• Problem details:
List every researcher named in the text about how input length affects LLM reasoning.

• Text for analysis:
▶
Despite rapid advancements in LLMs, our understanding of how these models cope with longer inputs remains poor.
Mosh Levy, Alon Jacoby, and Yoav Goldberg, from the Bar-Ilan University and Allen Institute for AI, investigated how the performance of large language models (LLMs) varies with changes in the length of the input text they are given to process.
They developed a reasoning framework specifically for this purpose, allowing them to dissect the influence of input length on LLM reasoning in a controlled environment.
The questioning framework proposed different versions of the same question, each containing the necessary information for answering the question, padded with additional, irrelevant text of varying lengths and types.
This enables the isolation of input length as a variable, ensuring that changes in model performance can be attributed directly to the length of the input.
Key findings
Levy, Jacoby, and Goldberg uncovered that LLMs exhibit a noteworthy decline in reasoning performance at input lengths far below what developers assert they can handle. They documented their findings in this study.
Decline was consistently observed across all versions of the dataset, indicating a systemic issue with handling longer inputs rather than a problem tied to specific data samples or model architectures.
◀
• Supplied records:
▶
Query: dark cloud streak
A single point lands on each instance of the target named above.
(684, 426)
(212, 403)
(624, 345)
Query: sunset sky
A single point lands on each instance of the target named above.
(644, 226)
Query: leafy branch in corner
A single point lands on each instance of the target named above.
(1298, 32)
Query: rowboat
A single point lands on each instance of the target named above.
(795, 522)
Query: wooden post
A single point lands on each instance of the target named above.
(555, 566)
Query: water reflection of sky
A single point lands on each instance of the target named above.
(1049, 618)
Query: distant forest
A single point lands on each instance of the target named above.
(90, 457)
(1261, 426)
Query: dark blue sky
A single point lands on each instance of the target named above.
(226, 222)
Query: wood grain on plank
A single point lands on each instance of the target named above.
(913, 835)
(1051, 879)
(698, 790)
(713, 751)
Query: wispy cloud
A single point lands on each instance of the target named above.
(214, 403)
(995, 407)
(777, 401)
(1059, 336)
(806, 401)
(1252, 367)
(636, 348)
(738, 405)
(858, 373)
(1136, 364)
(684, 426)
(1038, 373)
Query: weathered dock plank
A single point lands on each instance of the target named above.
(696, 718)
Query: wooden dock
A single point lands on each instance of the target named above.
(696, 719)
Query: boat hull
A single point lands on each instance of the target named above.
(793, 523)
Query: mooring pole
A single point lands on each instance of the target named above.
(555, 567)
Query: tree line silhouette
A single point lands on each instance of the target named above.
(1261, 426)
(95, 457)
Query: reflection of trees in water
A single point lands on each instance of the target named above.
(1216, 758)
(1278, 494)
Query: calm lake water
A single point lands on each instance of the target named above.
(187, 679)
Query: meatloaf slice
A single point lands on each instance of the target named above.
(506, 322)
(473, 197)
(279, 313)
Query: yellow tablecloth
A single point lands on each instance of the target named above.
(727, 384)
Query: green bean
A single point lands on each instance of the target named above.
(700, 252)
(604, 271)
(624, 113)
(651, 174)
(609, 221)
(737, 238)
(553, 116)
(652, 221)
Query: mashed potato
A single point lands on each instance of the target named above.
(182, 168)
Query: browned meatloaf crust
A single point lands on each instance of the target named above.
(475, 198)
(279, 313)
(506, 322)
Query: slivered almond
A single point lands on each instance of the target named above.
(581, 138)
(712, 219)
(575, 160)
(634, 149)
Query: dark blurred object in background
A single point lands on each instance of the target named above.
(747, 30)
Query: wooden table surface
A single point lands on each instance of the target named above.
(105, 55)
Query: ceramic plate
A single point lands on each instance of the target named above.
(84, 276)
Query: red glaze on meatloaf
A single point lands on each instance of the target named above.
◀
• Reply:
Mosh Levy, Alon Jacoby, Yoav Goldberg